**ENTRIES PROVIDED**:
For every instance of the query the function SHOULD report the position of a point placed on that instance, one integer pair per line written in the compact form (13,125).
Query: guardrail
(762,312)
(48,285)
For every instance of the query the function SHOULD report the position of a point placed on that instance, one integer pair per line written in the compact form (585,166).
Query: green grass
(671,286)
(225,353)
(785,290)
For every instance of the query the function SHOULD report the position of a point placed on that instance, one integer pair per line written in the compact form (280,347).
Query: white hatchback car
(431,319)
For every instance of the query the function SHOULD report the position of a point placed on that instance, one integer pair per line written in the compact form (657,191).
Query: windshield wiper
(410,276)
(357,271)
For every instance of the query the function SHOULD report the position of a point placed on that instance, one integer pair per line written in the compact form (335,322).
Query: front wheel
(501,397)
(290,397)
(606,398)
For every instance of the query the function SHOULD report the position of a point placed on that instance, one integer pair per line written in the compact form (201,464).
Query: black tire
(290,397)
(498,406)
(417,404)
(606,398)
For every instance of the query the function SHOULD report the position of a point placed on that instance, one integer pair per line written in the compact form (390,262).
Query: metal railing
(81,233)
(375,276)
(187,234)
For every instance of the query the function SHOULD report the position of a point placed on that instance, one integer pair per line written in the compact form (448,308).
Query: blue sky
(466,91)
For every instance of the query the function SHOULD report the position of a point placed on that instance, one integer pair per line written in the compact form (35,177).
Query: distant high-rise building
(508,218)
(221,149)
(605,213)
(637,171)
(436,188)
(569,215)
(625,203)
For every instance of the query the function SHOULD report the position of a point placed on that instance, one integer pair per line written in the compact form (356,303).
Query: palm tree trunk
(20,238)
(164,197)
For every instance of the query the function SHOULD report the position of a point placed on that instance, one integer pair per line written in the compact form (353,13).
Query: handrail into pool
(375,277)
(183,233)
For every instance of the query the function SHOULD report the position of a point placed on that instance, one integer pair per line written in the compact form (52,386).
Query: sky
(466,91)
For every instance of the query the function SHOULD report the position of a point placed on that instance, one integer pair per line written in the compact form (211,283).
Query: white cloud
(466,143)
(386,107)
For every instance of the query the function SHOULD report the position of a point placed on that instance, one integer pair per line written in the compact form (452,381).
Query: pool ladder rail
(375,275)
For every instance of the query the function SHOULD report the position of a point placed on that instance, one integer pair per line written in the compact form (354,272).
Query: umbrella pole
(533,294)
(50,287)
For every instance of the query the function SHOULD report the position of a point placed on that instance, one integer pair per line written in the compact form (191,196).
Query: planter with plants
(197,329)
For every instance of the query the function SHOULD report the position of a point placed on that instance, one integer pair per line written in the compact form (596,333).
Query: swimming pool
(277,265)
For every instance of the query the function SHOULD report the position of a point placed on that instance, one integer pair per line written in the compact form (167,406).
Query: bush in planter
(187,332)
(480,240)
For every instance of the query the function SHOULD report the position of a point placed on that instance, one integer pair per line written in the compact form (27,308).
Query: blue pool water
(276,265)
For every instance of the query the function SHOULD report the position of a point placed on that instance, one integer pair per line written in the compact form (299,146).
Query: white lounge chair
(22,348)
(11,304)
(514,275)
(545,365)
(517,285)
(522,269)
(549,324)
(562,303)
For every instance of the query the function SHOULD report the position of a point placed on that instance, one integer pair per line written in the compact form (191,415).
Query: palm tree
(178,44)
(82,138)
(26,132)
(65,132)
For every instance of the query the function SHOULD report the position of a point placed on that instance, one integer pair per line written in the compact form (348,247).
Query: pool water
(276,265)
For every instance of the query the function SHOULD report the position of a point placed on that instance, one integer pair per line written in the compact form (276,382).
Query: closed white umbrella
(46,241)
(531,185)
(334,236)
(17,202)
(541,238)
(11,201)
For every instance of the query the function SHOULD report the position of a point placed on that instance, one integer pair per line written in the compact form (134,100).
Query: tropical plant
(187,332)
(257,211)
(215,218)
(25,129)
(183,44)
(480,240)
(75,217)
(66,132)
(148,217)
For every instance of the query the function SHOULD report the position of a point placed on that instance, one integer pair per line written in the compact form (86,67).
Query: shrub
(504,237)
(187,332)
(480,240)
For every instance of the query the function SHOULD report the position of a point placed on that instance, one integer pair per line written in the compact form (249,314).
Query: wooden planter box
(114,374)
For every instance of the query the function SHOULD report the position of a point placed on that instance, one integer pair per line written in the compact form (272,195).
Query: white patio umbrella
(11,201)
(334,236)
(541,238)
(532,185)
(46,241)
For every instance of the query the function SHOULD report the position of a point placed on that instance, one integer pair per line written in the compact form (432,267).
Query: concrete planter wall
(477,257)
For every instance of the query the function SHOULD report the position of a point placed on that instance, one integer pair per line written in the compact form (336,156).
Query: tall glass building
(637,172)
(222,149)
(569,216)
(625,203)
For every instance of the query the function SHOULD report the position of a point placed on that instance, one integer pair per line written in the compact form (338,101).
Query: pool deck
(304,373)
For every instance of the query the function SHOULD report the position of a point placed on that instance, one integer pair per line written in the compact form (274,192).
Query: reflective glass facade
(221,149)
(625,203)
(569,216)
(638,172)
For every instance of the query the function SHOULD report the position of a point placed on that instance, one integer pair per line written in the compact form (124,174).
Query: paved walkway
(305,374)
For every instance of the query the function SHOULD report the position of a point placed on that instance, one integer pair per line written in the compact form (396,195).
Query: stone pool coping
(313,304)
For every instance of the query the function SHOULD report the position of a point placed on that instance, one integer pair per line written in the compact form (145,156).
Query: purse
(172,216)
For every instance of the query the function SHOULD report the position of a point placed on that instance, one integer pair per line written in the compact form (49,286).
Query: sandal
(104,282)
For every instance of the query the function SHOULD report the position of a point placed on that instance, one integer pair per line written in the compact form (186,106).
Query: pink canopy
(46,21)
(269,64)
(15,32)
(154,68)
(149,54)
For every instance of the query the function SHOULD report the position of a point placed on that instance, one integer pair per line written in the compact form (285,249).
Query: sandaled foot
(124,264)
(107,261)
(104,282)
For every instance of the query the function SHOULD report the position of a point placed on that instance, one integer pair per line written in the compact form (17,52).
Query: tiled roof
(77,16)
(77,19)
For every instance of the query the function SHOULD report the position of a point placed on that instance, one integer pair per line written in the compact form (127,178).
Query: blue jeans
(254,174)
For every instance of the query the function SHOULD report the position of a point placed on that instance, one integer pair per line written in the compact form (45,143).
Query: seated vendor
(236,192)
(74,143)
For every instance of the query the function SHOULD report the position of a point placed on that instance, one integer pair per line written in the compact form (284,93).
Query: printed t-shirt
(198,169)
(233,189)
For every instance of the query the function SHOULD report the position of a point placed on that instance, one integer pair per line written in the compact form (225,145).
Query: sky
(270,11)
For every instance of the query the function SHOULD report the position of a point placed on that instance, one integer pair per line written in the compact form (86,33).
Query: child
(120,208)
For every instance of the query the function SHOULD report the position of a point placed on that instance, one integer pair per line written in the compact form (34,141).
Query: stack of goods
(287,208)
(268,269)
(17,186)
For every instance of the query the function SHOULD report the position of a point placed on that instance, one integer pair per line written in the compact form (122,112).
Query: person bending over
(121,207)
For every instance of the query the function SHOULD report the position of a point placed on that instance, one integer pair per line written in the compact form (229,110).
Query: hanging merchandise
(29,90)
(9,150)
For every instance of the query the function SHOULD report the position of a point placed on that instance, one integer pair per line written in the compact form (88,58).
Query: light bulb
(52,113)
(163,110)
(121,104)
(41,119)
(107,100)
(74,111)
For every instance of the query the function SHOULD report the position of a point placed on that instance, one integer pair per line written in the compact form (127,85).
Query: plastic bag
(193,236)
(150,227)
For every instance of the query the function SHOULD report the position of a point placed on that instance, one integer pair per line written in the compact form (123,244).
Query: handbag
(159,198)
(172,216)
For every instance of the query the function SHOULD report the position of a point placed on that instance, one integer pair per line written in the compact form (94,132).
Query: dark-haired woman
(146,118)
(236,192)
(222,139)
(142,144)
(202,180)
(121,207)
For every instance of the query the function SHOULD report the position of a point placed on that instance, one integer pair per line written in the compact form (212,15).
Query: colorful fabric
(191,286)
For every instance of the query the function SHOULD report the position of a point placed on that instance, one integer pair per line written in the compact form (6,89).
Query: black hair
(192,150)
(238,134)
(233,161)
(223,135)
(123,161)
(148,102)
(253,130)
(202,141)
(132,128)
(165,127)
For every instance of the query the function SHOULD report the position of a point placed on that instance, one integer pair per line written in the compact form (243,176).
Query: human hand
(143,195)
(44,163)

**SET PROBLEM**: Each line from the one with "compact form (229,110)." through the last line of the records must be written out word for word. Include nothing else.

**OUTPUT OF THE TASK**:
For every instance of the query the function SHOULD report the position of a point placed on that instance, one integer pair per line written in the compact form (229,110).
Query: hanging merchandise
(29,90)
(9,150)
For every instance of the query the function SHOULD report the position of a point placed on that instance, one integer pair per line written in the compact form (88,58).
Query: light bulb
(52,113)
(163,110)
(121,104)
(41,119)
(107,100)
(74,111)
For every instance of the query the function SHOULD report the position of a point placed on that instance, one integer pair per line written in the compact form (127,85).
Query: plastic bag
(193,236)
(150,227)
For every instance of the query the function SHOULD report the position of a point placed on that instance, one integer pair per line written in the compact form (123,244).
Query: handbag
(159,198)
(172,216)
For every instance of the query the function SHOULD report the position of a point placed on that instance, one integer pair per line written in the compact form (94,132).
Query: dark-haired woman
(146,118)
(236,192)
(222,139)
(142,144)
(202,180)
(121,207)
For every instance of the query the function SHOULD report the position of a point placed on that instance, one integer pair per line written in the compact form (212,15).
Query: colorful fabric
(191,286)
For every instance of the query the function SHOULD report the position of a point placed on that instance, one integer pair per line written in the compact form (6,89).
Query: black hair
(192,150)
(238,134)
(233,161)
(223,135)
(123,161)
(148,102)
(253,130)
(202,141)
(132,128)
(165,127)
For every instance of the query the function SHOULD report the position of a point placed on that instance, one integer pair per line written in the compact form (243,176).
Query: human hand
(143,195)
(44,163)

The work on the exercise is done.